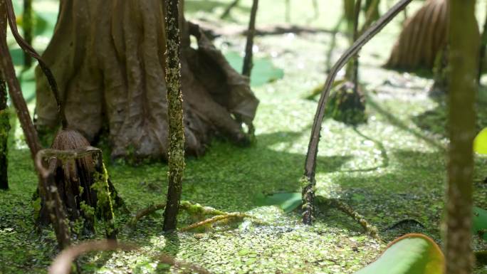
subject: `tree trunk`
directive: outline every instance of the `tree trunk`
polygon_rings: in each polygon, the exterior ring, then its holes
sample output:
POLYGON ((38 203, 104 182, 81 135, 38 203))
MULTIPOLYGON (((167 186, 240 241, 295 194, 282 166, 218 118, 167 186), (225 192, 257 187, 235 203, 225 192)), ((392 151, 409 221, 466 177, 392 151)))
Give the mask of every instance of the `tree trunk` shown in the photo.
POLYGON ((449 185, 446 274, 472 271, 471 242, 475 100, 480 35, 475 0, 449 0, 449 185))
MULTIPOLYGON (((1 37, 6 37, 6 10, 5 5, 0 1, 0 31, 1 37)), ((4 74, 0 67, 0 189, 9 189, 8 149, 7 141, 10 123, 7 110, 7 90, 4 74)))
MULTIPOLYGON (((112 157, 167 157, 164 1, 63 0, 43 58, 58 80, 68 123, 88 140, 106 125, 112 157)), ((180 16, 186 150, 201 154, 209 137, 246 141, 258 100, 197 28, 180 16), (189 31, 198 49, 189 46, 189 31)), ((38 127, 57 125, 56 102, 36 72, 38 127)))
POLYGON ((433 68, 446 44, 447 1, 426 1, 406 21, 386 67, 404 70, 433 68))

# [Task requirements]
Update the entries above by replacing every "tree trunk" with "tree branch" and changing nothing else. Leave the pictures out of your version.

# [Task result]
subject: `tree branch`
directive: outline every instance of the `tree branch`
polygon_rings: in each polygon, the exterior ring, then its holes
sample output:
POLYGON ((38 203, 104 182, 81 135, 38 203))
MULTIPOLYGON (((167 186, 240 241, 295 194, 282 166, 218 118, 167 186), (225 192, 257 187, 235 203, 225 192)), ((392 151, 409 221, 466 177, 392 151)))
Give the mask of every instance of the `tree branch` shown in the photo.
POLYGON ((449 185, 446 274, 472 271, 471 242, 475 100, 480 35, 475 0, 449 0, 449 185))
MULTIPOLYGON (((1 37, 6 37, 6 10, 5 5, 0 1, 0 31, 1 37)), ((4 74, 0 67, 0 189, 9 189, 8 149, 7 141, 10 123, 7 110, 7 90, 4 74)))
MULTIPOLYGON (((112 157, 167 157, 164 1, 63 0, 43 58, 58 80, 68 123, 88 140, 106 125, 112 157)), ((180 16, 186 150, 201 154, 209 137, 246 141, 258 100, 197 28, 180 16), (189 31, 198 49, 189 46, 189 31)), ((38 127, 57 125, 56 102, 36 72, 38 127)))
POLYGON ((433 68, 446 44, 447 1, 426 1, 406 21, 386 67, 404 70, 433 68))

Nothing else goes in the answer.